262 Cal. App. 2d 523 | Cal. Ct. App. | 1968
ANGELE T. O'CONNOR, Individually and as Executrix, etc., et al., Plaintiffs and Appellants,
v.
RICHMOND SAVINGS AND LOAN ASSOCIATION, Defendant and Respondent.
California Court of Appeals. First Dist., Div. Two.
Gilmore & Lewis and Richard C. Lewis for Plaintiffs and Appellants.
Scampini, Mortara & Ertola and Ben Mortara, Jr., for Defendant and Respondent.
AGEE, J.
On September 17, 1959 building contractor Albert R. Muth and Sons borrowed a total of $176,450 from Richmond Savings and Loan Association. The loan was evidenced by 17 promissory notes, ranging in amounts from $9,750 to $10,900, and each note was secured by a separate deed of trust on one of 17 adjoining lots on 5th Street, in Vallejo. Single family dwellings were to be built by Muth on each of the lots, as provided in 17 separate "Building Loan *525 Agreement[s]," executed contemporaneously with the notes and deeds of trust.
Clause 5 of each deed of trust provided that, if the trustor (Muth) should fail to perform the acts provided for therein, the beneficiary (lender) could "do the same in such manner and to such extent" as it "may deem necessary to protect the security," i.e., the property subject to the loan.
In exercising this power, the beneficiary was expressly authorized to "enter upon said property for such purposes" and "pay necessary expenses, employ counsel and pay his reasonable fees." (Italics added.)
Clause 7 requires the trustor "To pay immediately upon demand all sums expended under the terms of this Deed of Trust by Beneficiary. ..."
When the loans became delinquent and the trustor failed to perform the acts provided for in said loan agreements and the deeds of trust, the beneficiary employed legal counsel to represent and advise it in connection with the entire loan transaction and thereby incurred an expense for such legal services.
The trustor's successors, plaintiffs herein, dispute their liability for this expense, as well as for the additional interest charge made by the beneficiary-loan association on account of the trustor's failure to make the payments as called for by the respective notes.
The beneficiary included these two items in its demand at the foreclosure sale subsequently held by the trustee on October 24, 1960 and the proceeds of said sale were sufficient to satisfy such demand in full.
Plaintiffs' action seeks to recover from defendant Founders Savings and Loan Association, into which Richmond Savings and Loan Association was thereafter merged, and defendant Solano County Title Company, substituted trustee under the deeds of trust, the respective amounts of the attorneys' fee and the additional or "late charges" of interest.
The trial court held that the fee was reasonable and payable out of the sale proceeds and that the late charges were valid.plaintiffs appeal from the judgment. (It was stipulated that plaintiffs succeeded to the rights of the original trustor prior to the trustee's sale.)

• Parts of the exercise:
A: Decide whether each statement agrees with the court opinion, answering yes or no and quoting the words of the opinion that settle it: (i) each of the 17 promissory notes was secured by its own deed of trust; (ii) the foreclosure sale proceeds fell short of the beneficiary's demand; (iii) Clause 7 gives the trustor thirty days to repay sums the beneficiary spends.
B: Continue the court opinion, picking up right after its final sentence.

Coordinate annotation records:

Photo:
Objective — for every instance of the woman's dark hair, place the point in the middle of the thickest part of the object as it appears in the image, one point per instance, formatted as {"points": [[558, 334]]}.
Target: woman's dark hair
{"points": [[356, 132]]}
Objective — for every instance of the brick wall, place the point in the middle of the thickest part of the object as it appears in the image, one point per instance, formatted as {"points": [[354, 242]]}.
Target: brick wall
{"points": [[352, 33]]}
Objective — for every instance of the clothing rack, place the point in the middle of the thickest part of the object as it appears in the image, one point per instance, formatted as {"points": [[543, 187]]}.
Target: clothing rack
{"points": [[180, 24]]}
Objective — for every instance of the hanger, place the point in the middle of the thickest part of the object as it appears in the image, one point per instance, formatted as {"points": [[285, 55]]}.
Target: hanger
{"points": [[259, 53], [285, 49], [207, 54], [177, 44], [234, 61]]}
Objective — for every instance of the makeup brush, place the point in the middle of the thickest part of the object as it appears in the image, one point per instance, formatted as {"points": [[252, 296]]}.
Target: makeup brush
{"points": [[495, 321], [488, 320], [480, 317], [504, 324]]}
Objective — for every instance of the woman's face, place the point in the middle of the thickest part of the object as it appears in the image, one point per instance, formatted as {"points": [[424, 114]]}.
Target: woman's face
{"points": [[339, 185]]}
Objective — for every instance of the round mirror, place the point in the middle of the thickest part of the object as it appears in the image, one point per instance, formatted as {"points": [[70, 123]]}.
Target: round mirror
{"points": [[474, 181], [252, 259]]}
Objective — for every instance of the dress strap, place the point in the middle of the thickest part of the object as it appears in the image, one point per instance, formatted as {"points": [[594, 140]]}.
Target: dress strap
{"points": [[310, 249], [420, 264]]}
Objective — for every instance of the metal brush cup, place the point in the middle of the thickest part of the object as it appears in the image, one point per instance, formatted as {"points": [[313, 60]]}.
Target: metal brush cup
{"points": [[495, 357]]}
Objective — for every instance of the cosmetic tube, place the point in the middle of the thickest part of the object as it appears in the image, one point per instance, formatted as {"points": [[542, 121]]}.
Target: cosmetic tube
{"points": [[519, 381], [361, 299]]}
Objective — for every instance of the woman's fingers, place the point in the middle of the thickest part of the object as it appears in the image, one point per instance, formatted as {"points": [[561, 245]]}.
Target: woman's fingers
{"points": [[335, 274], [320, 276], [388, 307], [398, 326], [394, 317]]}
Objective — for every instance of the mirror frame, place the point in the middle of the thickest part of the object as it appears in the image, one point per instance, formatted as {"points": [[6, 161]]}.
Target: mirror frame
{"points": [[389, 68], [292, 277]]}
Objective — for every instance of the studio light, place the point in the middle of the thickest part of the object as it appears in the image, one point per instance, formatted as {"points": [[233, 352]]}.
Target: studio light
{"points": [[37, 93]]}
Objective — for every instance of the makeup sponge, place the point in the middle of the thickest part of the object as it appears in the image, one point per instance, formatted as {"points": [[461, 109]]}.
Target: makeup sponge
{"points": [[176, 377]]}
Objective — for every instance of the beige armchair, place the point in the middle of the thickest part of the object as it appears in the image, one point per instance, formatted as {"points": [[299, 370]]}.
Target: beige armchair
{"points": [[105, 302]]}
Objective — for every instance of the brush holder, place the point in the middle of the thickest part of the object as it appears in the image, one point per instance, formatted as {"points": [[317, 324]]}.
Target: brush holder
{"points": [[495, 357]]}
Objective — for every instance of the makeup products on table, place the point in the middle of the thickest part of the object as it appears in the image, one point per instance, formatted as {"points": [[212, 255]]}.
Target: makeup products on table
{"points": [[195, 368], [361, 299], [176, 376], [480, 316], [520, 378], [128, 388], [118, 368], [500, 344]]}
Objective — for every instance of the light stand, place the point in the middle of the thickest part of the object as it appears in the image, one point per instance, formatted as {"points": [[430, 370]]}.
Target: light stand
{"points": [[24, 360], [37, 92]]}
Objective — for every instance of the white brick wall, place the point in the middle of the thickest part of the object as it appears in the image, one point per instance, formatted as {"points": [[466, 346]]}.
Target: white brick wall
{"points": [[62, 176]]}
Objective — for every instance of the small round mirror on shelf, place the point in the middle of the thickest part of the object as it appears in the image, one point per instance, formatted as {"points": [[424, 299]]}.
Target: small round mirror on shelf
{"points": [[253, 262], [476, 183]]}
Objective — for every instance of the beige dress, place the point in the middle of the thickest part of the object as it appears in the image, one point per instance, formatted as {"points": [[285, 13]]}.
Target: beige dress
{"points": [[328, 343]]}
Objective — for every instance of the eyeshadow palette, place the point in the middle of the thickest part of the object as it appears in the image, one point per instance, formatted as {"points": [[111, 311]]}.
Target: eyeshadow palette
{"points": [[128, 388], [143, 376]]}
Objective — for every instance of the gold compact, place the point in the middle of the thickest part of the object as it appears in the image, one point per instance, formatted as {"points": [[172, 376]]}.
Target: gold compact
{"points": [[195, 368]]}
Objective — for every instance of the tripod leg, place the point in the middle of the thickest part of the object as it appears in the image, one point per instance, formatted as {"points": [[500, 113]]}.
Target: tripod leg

• Per-task outputs:
A:
(i) Yes: "each note was secured by a separate deed of trust on one of 17 adjoining lots on 5th Street, in Vallejo."
(ii) No: "the proceeds of said sale were sufficient to satisfy such demand in full."
(iii) No: "To pay immediately upon demand all sums expended under the terms of this Deed of Trust by Beneficiary."

B:
Issues: Appellants state that "The only question ... is whether or not the charges made by Richmond Savings and Loan Association for attorneys' fees and late charges were improper, and if so, in what amount." *526
Attorneys' Fees
By the early part of 1960, the payments on the loans were delinquent and the loan association became quite concerned. It employed the law firm of Marcollo, Angell and Adams to represent and advise it in connection with all matters pertaining to the subject loans.
[1] The parties stipulated in writing at the trial that "at all times when legal services were performed for the legal fees referred to in said stipulation, claims for labor performed and materials furnished in connection with the real property referred to in said stipulation had not been paid, and mechanics liens had been filed against said real property (except in connection with loans 348 through 352, 363 and 364). During said period, construction upon said real property was not completed in accordance with the building loan agreements referred to in said stipulation."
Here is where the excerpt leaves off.